[Entries shown]
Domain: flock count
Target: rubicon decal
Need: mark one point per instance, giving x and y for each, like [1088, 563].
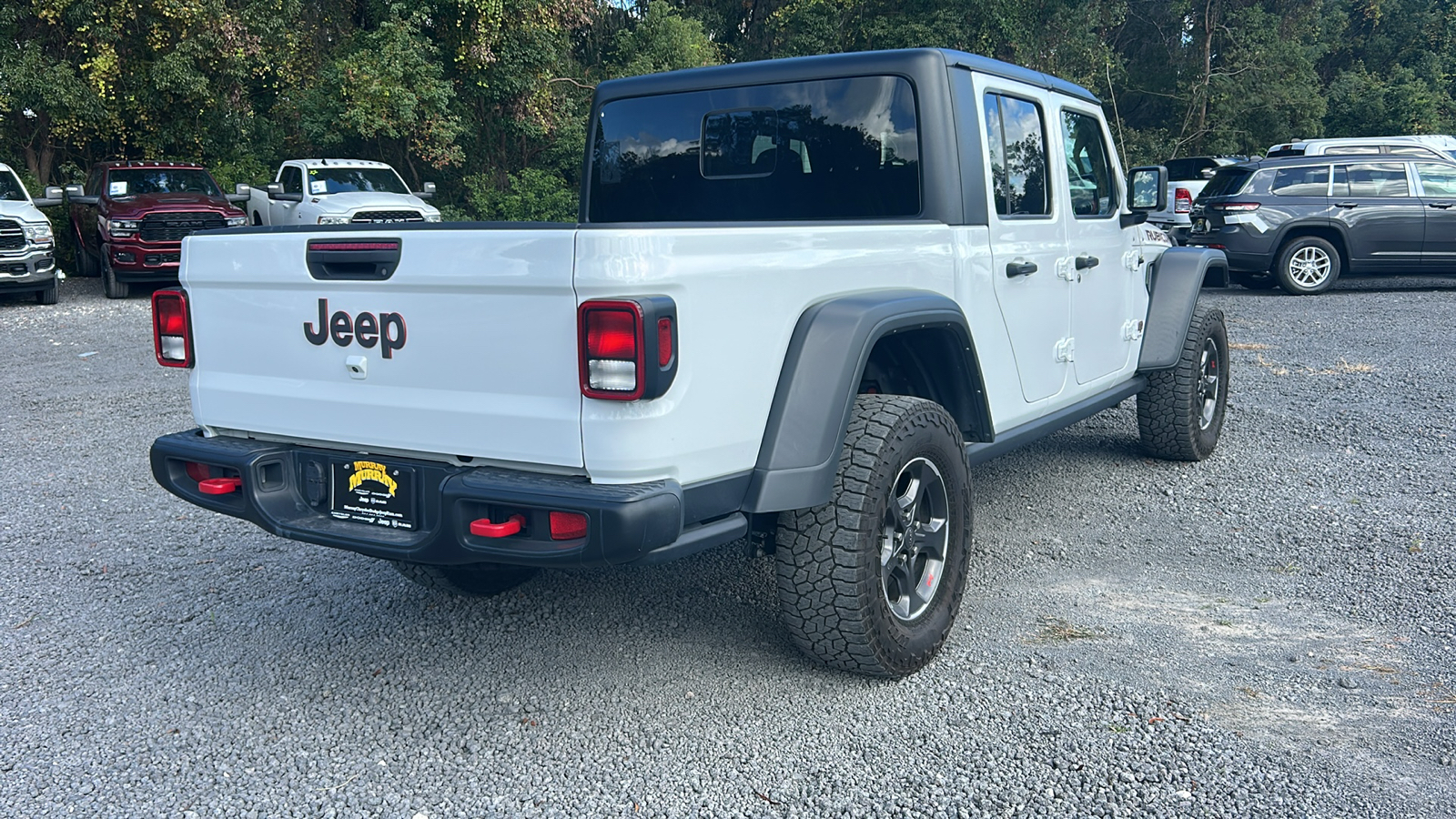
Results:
[385, 329]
[/Entries shown]
## Instructions for the task:
Nothing but the pictures may be dropped; output the records above exactly.

## Task result:
Domain: flock count
Target: rubicon decal
Need: mark one point per instance, giving x and y for each, like [1088, 563].
Results:
[385, 329]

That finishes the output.